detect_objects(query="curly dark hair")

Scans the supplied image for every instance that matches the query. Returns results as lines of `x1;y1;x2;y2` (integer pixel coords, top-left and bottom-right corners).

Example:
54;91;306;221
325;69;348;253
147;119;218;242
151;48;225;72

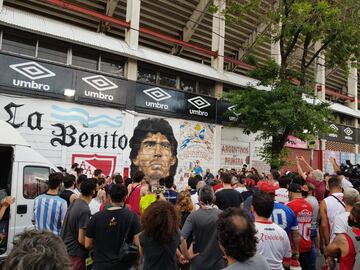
141;200;180;244
80;178;97;197
4;230;71;270
175;190;194;213
217;208;258;262
129;118;178;179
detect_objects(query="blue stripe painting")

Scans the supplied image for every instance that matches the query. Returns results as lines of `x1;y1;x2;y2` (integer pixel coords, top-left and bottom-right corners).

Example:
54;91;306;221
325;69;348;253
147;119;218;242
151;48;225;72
51;105;123;128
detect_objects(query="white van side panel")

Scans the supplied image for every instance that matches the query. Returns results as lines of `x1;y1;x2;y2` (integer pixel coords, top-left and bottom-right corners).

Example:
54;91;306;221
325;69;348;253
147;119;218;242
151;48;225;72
0;120;29;147
0;157;18;260
1;145;57;260
13;161;37;236
13;145;56;165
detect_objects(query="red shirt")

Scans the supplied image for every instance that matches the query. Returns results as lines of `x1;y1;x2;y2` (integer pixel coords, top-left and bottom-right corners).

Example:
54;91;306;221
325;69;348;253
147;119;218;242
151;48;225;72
287;198;313;252
306;177;326;202
126;184;141;215
340;229;360;270
213;183;223;192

....

What you will do
Output each line above exactly as it stands, omitting the pictures.

Result below
detect_objects(query="curly dark hair")

Scans the supplied image for every instance that matches the query. Returns results as lines of `x1;y1;x2;y2` (integer pixel coords, top-left and bottom-right corners).

Example:
54;91;306;221
325;69;348;253
147;119;218;242
151;48;225;72

141;200;180;244
80;178;97;197
4;230;71;270
175;190;194;213
217;208;258;262
129;118;178;179
detect_objects(query="blue stripe painting")

Scans the supplied image for every instance that matches the query. Returns results as lines of `x1;y1;x2;y2` (integer pixel coords, top-left and bottom-right corners).

Example:
54;91;306;221
325;69;348;253
147;119;218;242
151;48;225;72
51;105;123;128
detect_objects(query="white van side panel")

Scans the supplied image for every instance that matches the query. Returns results as lines of `x1;y1;x2;y2` (integer pixel coords, top-left and bottom-right corners).

Example:
54;91;306;221
325;69;348;253
147;119;218;242
151;48;225;72
0;120;29;147
0;157;18;260
1;145;57;260
13;161;37;236
13;145;56;165
detect_objects(query="red shirt")

Scans the supplied image for every instance that matches the query. Returns results as lines of `x1;y1;x2;y2` (integer pixel coords, top-left and bottom-right corners).

Example:
54;91;306;221
325;69;348;253
147;119;218;242
151;48;225;72
287;198;313;252
306;177;326;202
126;184;141;215
340;229;360;270
213;183;223;192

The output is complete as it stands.